--- PROVIDED MATERIAL ---

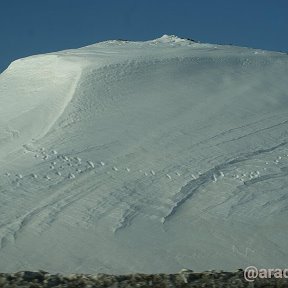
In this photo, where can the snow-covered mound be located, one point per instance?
(144, 157)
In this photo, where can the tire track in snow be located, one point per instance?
(192, 187)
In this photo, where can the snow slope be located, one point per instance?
(144, 157)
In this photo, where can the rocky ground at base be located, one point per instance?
(183, 279)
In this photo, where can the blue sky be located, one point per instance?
(37, 26)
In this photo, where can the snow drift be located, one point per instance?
(144, 157)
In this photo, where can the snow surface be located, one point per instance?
(144, 157)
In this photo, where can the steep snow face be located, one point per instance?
(144, 157)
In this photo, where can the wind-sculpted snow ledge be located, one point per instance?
(185, 278)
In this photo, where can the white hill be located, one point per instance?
(144, 157)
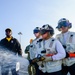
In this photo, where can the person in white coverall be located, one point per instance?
(33, 47)
(67, 39)
(52, 51)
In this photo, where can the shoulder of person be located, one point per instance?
(58, 35)
(71, 33)
(3, 39)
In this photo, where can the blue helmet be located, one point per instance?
(36, 30)
(47, 28)
(64, 22)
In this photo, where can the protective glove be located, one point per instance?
(48, 58)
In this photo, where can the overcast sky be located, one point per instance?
(24, 15)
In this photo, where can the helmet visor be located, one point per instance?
(64, 24)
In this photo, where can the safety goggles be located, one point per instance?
(64, 24)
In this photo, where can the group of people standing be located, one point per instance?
(58, 52)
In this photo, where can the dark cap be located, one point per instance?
(8, 29)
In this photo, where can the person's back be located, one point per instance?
(12, 45)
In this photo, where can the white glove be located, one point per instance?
(48, 58)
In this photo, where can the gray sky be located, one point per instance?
(25, 15)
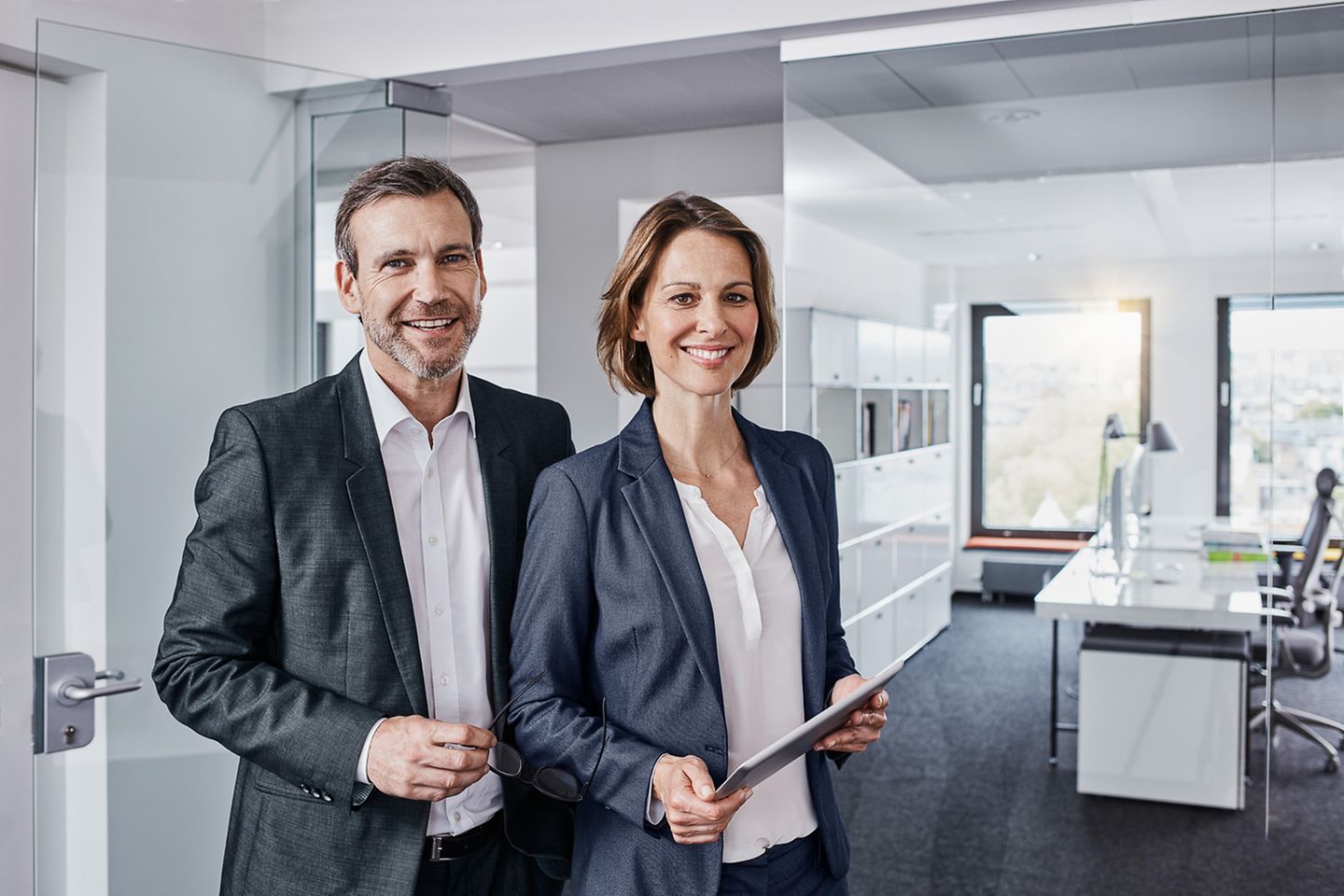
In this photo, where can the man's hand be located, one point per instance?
(863, 725)
(408, 757)
(686, 789)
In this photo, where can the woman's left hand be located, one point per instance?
(863, 725)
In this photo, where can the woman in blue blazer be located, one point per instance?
(679, 603)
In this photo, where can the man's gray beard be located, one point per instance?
(390, 340)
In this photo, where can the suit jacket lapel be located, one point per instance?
(372, 505)
(498, 480)
(653, 500)
(791, 500)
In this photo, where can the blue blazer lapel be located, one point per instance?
(656, 507)
(796, 507)
(372, 507)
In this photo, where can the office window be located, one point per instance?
(1044, 376)
(1280, 404)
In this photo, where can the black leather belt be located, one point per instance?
(445, 847)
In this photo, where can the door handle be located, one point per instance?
(62, 700)
(76, 691)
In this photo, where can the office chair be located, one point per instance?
(1301, 653)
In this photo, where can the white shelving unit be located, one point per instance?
(878, 395)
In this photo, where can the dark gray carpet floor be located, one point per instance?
(958, 798)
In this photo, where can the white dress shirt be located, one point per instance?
(758, 633)
(440, 507)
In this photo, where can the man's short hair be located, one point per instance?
(414, 176)
(625, 359)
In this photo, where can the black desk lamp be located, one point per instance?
(1160, 438)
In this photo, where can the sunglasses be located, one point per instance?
(550, 780)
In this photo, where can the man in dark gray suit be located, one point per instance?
(343, 608)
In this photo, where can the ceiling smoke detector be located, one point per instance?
(1010, 116)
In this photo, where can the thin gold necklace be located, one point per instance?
(708, 476)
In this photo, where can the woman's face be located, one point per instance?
(699, 315)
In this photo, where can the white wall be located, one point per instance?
(237, 26)
(370, 39)
(165, 294)
(580, 189)
(17, 480)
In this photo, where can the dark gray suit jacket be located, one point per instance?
(611, 605)
(292, 632)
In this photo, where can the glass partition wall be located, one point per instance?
(175, 201)
(1022, 290)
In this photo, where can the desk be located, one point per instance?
(1166, 586)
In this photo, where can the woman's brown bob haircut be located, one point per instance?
(625, 359)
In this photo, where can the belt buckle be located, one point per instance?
(436, 849)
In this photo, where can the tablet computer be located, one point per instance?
(801, 739)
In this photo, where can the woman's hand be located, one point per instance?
(863, 725)
(686, 789)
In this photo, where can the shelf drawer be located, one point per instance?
(849, 594)
(876, 569)
(875, 641)
(879, 493)
(938, 603)
(848, 510)
(937, 357)
(910, 555)
(876, 352)
(833, 349)
(910, 352)
(910, 621)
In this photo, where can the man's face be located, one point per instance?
(420, 282)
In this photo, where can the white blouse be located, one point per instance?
(758, 633)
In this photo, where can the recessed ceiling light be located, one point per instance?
(1010, 116)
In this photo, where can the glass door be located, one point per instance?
(175, 269)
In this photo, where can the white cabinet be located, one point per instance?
(879, 397)
(849, 593)
(938, 602)
(875, 571)
(937, 357)
(875, 641)
(876, 355)
(836, 424)
(910, 621)
(833, 349)
(909, 348)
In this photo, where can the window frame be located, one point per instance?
(1224, 397)
(979, 395)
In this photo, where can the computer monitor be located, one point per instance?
(1118, 516)
(1137, 469)
(1127, 491)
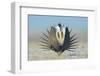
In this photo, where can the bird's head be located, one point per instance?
(60, 33)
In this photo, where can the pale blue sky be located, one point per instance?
(40, 23)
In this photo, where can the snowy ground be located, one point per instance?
(40, 54)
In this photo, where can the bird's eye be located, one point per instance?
(58, 35)
(61, 34)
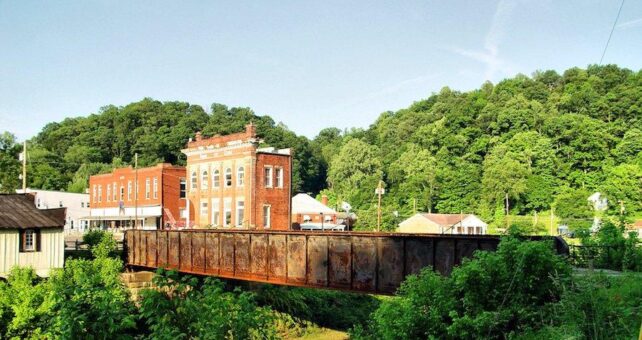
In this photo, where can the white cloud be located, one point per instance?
(489, 56)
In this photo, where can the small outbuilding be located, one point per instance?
(30, 237)
(444, 224)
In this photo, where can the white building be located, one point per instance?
(77, 207)
(444, 224)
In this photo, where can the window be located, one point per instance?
(267, 220)
(29, 240)
(204, 179)
(155, 187)
(227, 208)
(183, 185)
(216, 212)
(268, 177)
(194, 180)
(279, 177)
(240, 176)
(228, 177)
(216, 178)
(240, 212)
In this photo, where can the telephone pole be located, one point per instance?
(136, 190)
(24, 167)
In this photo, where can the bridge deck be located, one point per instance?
(355, 261)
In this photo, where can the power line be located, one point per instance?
(612, 29)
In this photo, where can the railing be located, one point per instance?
(364, 262)
(594, 256)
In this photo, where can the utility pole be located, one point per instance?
(24, 167)
(379, 192)
(507, 209)
(135, 190)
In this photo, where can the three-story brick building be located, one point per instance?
(234, 183)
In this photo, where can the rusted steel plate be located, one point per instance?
(317, 261)
(213, 253)
(259, 252)
(277, 258)
(364, 263)
(161, 240)
(419, 254)
(186, 251)
(227, 254)
(444, 255)
(296, 259)
(391, 264)
(198, 252)
(242, 255)
(150, 241)
(340, 262)
(174, 251)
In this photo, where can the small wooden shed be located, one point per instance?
(30, 237)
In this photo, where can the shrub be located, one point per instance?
(182, 306)
(493, 295)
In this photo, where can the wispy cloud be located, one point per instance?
(490, 54)
(630, 24)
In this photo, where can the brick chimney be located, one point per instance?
(324, 200)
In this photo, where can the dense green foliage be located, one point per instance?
(521, 291)
(611, 248)
(183, 308)
(537, 142)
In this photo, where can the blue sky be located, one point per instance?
(309, 65)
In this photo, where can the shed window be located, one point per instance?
(29, 240)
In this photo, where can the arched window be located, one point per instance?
(204, 179)
(240, 176)
(216, 178)
(228, 177)
(194, 180)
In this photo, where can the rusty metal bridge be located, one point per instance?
(354, 261)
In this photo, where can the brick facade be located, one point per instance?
(227, 185)
(114, 202)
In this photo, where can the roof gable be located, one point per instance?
(17, 211)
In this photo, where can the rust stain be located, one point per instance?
(362, 262)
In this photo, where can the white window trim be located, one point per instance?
(269, 181)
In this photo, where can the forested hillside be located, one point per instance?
(543, 141)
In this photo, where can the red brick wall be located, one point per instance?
(168, 188)
(278, 198)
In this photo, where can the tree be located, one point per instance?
(9, 164)
(355, 171)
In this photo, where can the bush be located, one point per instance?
(496, 294)
(184, 307)
(327, 308)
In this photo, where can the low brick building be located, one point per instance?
(152, 196)
(234, 183)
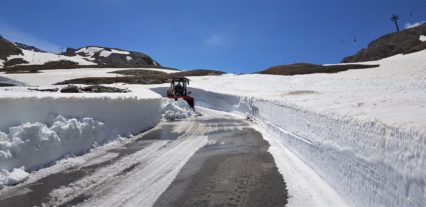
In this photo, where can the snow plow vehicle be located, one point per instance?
(178, 89)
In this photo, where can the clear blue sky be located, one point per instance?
(230, 35)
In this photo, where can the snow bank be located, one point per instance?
(11, 81)
(34, 132)
(179, 109)
(107, 53)
(40, 58)
(17, 175)
(34, 145)
(367, 162)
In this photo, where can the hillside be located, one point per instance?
(19, 57)
(306, 68)
(112, 56)
(403, 42)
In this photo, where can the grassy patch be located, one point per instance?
(305, 68)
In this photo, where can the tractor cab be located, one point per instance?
(178, 89)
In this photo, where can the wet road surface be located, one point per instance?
(232, 168)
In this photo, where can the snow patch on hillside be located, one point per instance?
(368, 163)
(17, 175)
(36, 128)
(34, 145)
(89, 51)
(40, 58)
(107, 53)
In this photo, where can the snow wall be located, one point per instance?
(368, 163)
(36, 131)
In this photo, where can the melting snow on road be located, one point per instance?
(172, 110)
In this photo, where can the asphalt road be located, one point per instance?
(230, 167)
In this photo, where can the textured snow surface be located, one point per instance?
(17, 175)
(89, 51)
(362, 131)
(172, 110)
(107, 53)
(394, 93)
(11, 81)
(154, 168)
(368, 163)
(40, 58)
(34, 132)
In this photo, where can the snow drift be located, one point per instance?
(37, 129)
(368, 162)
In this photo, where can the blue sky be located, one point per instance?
(230, 35)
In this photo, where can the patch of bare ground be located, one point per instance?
(65, 64)
(306, 68)
(6, 85)
(139, 76)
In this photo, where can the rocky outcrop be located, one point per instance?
(403, 42)
(113, 57)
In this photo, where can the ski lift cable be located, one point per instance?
(353, 35)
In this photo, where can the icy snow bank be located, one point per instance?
(34, 145)
(17, 175)
(367, 162)
(33, 132)
(179, 109)
(11, 81)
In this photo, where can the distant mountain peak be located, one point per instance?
(28, 47)
(403, 42)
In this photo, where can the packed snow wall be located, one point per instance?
(369, 163)
(36, 131)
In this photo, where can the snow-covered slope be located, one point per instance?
(39, 128)
(363, 131)
(40, 58)
(113, 57)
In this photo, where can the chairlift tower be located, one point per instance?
(395, 19)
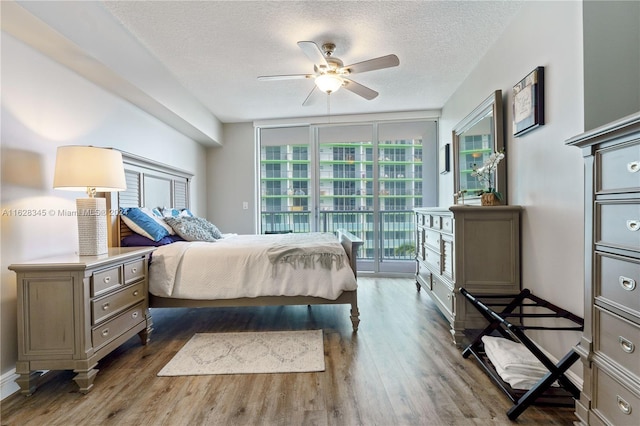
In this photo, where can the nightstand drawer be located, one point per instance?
(133, 271)
(618, 339)
(117, 326)
(106, 307)
(432, 258)
(105, 280)
(432, 240)
(615, 403)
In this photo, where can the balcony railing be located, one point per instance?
(396, 234)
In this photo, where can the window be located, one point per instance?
(323, 178)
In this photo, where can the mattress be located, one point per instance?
(310, 264)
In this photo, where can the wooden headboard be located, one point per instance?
(149, 184)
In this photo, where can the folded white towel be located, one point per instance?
(514, 363)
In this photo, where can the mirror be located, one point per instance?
(474, 139)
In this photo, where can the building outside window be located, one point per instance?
(328, 177)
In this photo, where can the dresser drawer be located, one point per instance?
(618, 224)
(447, 257)
(619, 168)
(618, 280)
(117, 326)
(110, 305)
(133, 271)
(432, 240)
(105, 280)
(615, 403)
(443, 293)
(618, 339)
(432, 258)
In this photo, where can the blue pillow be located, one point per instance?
(172, 212)
(141, 223)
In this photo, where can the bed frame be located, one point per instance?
(154, 184)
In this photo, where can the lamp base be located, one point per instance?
(92, 226)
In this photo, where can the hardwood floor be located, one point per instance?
(399, 369)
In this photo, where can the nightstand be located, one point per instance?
(74, 310)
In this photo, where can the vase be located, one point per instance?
(489, 199)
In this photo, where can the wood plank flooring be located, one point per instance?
(399, 369)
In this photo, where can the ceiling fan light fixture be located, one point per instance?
(329, 83)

---

Please edit the items from the line that has "In this photo, where can the building" through the end of the items, replacing "nightstand" with "bedside table" and leaving everything else unchanged.

In this photo, where can the building outside window be located, one point per instance?
(328, 177)
In this photo, where can the dresser drawer be located, one point per instance?
(618, 224)
(447, 257)
(619, 168)
(618, 280)
(117, 326)
(110, 305)
(133, 271)
(432, 240)
(105, 280)
(615, 403)
(443, 293)
(618, 339)
(432, 258)
In this photo, where can the blue pillow be located, one point per instance?
(172, 212)
(141, 223)
In this photo, where can the bed frame be located, one point per instance?
(154, 184)
In this photo, where can the lamp base be located, one point per instance?
(92, 226)
In this photo, where can the hardwood floor be located, one point per instance?
(399, 369)
In this photo, where can the bedside table be located, one point per instance?
(74, 310)
In this photo, where can the vase be located, one point per instance?
(489, 199)
In this photo, where can the wood plank flooring be located, one point per instance?
(399, 369)
In this photo, where can the ceiling fan light fixture be located, one point per instance?
(329, 83)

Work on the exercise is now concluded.